For Durant, the high of being drafted was hit hard by reality. His first pro season didn't give him the chance to show what he can do with a bat in his hands. Instead, he looked somewhat lost at times, even in the lowest level of baseball. Durant would finish his first season hitting under the Mendoza-Line, although he did lead the Gulf Coast League Phillies with six homeruns. Nobody who has watched Durant play figures that's going to continue. Instead, the thought is that Durant will be a player who can terrorize pitchers with the long ball, but will also hit for a high average. His big, powerful frame - he's 6' 5", 230 pounds - doesn't give a glimpse into the athleticism that Durant possesses. In high school, he played basketball and football in addition to baseball and the Phillies believe he's agile enough that he can at least play the outfield and could possibly move to third base. For now though, they're leaving him at first base, preferring to let him develop at the plate before messing with his defense.
If you're looking for a player in the lower levels to watch out for and to root for, Michael Durant would be a good choice. He's got the raw talent and the attitude that will allow him to soak in all the coaching that he can get to make himself better.
|YEAR / TEAM||HR||RBI||AVG||G||AB||R||H||2B||3B||SB||BB||KO||OBP|
Gulf Coast League
Acquired: Drafted by the Phillies out of Berkeley High School in the third round of the 2005 Draft.
Batting and Power: Phillies' scouting director Marti Wolever fell in love with Durant watching him play. "He was probably one of the top five prospects in the country in terms of pure raw power. He has above-average bat speed and a lot of loft to his swing. You put it all together, and he's going to hit some long home runs," said Wolever. That's about what most people who have seen Durant play have had to say about his power. Durant hit .440 in his senior year at Berkeley High School and scouts believe that while it's difficult to gauge how well a young player will adapt to hitting for average in pro ball, most believe that Durant can at least hit in the .270 - .280 range in the majors with near 40 homerun power. The Phillies may want to rethink moving the left field wall at Citizens Bank Park back, but then again, the right-hand hitting Durant has enough power that it likely won't make much of a difference.
————————
**PARTS OF THE EXERCISE:**
1. Name every sport the Durant profile says he played in high school.
2. Reproduce the part of the Durant profile starting with "If you're looking" and going on through "the 2005 Draft.".
————————
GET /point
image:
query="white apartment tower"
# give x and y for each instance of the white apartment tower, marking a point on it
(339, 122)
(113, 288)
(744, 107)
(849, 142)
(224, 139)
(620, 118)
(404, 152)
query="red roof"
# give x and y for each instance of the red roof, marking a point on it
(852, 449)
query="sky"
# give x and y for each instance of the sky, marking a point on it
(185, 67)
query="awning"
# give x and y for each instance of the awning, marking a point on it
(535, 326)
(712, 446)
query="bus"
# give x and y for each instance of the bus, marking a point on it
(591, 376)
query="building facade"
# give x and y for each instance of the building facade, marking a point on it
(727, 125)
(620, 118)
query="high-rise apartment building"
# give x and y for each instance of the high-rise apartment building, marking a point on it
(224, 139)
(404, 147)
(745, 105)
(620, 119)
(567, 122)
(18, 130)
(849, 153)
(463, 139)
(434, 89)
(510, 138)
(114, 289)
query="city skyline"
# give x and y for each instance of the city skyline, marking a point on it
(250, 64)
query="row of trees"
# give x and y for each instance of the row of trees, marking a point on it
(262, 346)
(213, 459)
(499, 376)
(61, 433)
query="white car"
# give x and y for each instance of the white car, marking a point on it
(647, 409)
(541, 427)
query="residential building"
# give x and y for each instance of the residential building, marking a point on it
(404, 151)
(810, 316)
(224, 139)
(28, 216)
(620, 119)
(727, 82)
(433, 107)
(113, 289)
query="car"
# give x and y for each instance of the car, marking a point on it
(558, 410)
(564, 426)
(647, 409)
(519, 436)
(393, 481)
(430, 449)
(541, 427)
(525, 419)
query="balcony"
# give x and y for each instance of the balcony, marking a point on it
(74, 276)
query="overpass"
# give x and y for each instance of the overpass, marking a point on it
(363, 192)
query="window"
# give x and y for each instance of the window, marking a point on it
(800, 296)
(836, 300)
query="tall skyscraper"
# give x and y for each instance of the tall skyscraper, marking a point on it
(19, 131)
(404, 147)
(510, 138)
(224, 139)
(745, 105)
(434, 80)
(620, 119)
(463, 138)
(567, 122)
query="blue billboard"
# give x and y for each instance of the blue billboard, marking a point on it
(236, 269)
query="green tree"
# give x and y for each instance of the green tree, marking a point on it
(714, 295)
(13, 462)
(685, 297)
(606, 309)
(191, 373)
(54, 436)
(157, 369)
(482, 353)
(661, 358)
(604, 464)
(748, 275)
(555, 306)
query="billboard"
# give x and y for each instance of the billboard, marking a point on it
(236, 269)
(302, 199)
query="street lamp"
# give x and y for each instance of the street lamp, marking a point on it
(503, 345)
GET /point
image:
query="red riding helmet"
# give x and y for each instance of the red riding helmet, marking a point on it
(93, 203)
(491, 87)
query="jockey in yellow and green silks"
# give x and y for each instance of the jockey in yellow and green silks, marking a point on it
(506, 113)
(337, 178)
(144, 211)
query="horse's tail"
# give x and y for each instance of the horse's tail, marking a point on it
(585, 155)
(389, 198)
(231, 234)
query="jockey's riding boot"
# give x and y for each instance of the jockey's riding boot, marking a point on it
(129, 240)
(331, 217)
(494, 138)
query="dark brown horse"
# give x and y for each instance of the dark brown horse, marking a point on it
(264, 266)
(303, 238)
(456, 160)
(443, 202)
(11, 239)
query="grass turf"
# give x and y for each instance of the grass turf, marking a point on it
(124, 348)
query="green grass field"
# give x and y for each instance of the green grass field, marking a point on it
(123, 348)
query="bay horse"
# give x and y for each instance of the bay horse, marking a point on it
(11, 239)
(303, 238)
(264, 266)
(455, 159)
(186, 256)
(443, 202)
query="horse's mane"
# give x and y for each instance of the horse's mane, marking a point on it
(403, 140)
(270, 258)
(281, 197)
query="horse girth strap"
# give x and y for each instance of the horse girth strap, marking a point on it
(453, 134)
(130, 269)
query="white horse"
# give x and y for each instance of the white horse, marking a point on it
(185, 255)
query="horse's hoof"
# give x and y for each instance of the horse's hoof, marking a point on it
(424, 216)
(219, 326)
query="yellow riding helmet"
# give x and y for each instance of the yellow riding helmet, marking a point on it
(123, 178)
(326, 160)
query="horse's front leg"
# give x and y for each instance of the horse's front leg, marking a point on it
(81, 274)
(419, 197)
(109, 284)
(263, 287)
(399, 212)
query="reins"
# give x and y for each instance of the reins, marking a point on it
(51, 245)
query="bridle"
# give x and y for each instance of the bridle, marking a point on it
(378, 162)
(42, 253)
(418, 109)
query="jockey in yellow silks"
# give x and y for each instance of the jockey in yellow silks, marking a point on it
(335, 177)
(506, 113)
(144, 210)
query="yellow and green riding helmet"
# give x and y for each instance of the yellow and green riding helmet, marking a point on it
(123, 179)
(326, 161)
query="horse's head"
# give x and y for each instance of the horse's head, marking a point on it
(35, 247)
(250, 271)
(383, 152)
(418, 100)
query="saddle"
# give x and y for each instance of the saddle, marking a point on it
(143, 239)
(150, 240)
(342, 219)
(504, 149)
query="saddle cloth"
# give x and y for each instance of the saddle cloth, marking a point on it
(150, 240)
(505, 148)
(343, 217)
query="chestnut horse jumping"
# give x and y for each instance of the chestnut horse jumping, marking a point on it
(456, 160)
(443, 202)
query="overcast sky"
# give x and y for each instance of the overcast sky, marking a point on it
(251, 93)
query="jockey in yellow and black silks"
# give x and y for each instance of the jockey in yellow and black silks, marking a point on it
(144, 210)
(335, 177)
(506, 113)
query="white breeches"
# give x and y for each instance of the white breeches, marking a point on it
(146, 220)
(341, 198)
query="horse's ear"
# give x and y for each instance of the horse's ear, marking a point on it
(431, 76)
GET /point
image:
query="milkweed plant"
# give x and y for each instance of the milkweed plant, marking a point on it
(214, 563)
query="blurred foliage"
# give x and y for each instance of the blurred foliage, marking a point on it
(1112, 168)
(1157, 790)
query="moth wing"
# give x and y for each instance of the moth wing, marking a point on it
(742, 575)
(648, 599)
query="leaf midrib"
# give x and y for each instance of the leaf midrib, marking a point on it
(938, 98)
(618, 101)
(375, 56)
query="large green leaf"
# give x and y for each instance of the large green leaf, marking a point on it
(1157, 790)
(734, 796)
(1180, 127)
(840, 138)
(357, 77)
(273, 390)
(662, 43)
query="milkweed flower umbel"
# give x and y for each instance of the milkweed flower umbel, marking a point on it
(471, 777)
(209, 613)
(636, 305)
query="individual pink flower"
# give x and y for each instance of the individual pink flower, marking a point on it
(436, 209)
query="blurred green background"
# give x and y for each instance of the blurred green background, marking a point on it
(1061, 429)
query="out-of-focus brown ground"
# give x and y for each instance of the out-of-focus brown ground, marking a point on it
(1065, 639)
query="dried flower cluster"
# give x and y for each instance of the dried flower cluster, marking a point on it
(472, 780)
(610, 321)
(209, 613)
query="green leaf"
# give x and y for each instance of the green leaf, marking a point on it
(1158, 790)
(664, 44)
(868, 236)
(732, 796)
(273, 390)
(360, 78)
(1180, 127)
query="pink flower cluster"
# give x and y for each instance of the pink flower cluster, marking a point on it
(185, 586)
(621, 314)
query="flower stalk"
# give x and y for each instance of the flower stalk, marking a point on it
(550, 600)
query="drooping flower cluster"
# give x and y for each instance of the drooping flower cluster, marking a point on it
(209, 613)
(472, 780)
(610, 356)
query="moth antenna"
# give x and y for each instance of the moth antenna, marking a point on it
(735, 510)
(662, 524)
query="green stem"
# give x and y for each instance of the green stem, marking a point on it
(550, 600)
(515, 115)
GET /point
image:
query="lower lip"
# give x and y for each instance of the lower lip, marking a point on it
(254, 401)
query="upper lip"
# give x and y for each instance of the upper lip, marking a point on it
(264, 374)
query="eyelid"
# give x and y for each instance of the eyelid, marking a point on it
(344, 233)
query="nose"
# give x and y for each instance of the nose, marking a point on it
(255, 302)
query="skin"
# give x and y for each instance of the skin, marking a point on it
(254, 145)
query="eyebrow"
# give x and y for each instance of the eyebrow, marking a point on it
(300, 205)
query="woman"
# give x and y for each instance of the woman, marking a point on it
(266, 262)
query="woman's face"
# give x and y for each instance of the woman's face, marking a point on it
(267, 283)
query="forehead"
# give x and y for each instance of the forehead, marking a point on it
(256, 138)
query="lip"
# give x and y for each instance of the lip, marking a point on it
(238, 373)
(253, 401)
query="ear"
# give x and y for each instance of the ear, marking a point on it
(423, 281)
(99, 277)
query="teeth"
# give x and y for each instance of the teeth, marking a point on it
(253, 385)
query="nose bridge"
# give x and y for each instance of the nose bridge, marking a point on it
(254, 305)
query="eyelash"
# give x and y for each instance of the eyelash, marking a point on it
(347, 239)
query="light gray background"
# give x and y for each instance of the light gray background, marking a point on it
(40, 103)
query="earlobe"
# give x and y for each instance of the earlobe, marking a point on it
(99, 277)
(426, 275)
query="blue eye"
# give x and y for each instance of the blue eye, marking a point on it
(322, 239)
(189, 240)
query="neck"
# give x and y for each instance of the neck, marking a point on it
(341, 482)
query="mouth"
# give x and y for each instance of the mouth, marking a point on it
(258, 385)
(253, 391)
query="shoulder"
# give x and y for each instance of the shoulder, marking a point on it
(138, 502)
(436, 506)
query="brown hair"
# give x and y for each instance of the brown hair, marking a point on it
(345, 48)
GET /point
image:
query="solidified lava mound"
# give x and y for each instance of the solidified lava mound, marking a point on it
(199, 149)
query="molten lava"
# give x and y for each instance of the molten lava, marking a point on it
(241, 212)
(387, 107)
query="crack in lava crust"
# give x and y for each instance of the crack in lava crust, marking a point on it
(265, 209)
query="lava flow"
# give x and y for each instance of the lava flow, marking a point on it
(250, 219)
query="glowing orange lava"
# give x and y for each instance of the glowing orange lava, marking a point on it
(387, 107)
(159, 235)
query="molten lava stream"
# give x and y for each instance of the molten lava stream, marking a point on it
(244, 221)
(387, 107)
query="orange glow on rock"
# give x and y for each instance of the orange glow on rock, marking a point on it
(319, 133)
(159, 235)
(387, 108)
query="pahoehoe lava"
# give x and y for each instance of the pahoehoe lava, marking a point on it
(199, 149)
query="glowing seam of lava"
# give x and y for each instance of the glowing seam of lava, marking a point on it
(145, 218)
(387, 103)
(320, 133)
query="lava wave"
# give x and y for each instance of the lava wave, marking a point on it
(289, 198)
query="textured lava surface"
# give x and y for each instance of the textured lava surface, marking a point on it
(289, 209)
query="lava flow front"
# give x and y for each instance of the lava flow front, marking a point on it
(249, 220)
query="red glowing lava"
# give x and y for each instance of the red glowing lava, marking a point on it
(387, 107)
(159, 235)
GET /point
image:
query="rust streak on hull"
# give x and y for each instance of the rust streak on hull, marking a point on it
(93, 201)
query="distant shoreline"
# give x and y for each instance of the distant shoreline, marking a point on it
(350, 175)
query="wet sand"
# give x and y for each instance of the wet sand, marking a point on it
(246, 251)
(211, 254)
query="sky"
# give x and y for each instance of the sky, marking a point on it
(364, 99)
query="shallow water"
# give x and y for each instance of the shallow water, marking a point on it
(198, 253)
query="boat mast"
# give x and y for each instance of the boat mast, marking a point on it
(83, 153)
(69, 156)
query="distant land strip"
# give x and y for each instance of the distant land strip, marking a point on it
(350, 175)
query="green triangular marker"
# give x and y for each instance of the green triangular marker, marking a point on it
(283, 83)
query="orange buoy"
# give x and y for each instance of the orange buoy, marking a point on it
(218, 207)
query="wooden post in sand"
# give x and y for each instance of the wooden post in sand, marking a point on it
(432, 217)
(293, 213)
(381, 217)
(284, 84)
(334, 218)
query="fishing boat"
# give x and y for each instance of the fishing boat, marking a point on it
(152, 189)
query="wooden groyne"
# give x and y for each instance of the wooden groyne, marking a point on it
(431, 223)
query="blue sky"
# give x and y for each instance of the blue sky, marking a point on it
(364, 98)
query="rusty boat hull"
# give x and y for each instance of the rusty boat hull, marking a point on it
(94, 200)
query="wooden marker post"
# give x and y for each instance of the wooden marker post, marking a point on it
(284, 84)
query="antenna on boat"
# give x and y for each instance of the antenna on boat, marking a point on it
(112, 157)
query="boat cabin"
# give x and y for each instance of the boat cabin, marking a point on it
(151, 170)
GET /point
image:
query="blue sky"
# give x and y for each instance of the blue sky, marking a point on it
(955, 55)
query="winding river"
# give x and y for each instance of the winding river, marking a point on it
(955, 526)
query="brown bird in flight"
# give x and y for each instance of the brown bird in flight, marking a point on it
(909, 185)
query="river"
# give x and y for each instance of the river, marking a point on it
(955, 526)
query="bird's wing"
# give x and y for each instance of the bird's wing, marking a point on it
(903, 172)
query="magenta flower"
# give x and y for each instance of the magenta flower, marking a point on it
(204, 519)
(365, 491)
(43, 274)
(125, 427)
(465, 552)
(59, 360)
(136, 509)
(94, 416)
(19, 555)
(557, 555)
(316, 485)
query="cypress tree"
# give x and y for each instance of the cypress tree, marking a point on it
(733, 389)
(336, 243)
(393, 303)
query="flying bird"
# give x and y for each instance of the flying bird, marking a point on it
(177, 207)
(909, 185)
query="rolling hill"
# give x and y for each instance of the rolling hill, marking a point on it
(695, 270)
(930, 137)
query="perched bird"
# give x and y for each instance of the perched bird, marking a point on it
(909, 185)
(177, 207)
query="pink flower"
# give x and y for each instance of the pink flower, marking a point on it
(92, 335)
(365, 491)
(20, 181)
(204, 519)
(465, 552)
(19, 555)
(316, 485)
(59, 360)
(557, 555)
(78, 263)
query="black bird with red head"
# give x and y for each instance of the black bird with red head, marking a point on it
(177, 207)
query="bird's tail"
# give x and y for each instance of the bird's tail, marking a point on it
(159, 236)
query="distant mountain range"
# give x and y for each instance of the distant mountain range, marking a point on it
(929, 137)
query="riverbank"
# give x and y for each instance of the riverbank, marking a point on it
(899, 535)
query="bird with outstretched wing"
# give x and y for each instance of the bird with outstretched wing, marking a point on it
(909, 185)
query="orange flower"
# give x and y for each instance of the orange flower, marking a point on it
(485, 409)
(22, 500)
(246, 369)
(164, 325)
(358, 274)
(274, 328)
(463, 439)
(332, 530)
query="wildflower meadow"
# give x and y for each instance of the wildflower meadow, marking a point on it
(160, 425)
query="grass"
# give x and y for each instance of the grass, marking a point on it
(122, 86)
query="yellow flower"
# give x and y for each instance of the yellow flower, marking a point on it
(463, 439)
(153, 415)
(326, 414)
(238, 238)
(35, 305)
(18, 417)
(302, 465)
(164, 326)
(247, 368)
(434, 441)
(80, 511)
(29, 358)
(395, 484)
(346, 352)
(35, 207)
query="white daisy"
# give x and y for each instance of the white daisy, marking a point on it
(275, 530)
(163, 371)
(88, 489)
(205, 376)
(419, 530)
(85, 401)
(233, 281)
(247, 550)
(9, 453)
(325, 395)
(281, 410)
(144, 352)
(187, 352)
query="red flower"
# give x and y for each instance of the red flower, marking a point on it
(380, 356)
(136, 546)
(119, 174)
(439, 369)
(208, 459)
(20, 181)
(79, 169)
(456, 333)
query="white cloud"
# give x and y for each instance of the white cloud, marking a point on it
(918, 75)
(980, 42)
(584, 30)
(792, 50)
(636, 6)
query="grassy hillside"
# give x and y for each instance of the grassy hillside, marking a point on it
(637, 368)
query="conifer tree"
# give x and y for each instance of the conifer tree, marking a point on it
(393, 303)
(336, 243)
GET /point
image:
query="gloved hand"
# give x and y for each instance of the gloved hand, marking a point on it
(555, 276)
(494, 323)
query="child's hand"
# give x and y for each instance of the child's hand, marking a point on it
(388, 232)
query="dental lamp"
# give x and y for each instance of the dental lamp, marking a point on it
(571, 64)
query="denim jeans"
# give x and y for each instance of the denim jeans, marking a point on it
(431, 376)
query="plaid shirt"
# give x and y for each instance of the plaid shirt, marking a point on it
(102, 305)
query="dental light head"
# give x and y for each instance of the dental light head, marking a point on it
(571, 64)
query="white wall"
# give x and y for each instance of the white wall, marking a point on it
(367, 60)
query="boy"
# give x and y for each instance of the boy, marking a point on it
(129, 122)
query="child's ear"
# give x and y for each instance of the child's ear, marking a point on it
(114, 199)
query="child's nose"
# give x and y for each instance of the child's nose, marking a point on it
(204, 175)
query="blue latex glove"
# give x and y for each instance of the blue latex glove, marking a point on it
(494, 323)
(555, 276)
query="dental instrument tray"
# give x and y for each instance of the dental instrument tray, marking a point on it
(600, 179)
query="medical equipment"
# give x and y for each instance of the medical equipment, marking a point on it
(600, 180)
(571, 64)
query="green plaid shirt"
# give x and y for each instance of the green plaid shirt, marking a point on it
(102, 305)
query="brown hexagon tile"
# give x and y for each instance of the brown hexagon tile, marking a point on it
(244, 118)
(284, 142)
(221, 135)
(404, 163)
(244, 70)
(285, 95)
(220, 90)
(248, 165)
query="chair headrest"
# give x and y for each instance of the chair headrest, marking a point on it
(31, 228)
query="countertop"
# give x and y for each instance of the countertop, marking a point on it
————————
**SOLVED TASKS:**
1. Basketball, football, baseball

2.
If you're looking for a player in the lower levels to watch out for and to root for, Michael Durant would be a good choice. He's got the raw talent and the attitude that will allow him to soak in all the coaching that he can get to make himself better.
|YEAR / TEAM||HR||RBI||AVG||G||AB||R||H||2B||3B||SB||BB||KO||OBP|
Gulf Coast League
Acquired: Drafted by the Phillies out of Berkeley High School in the third round of the 2005 Draft.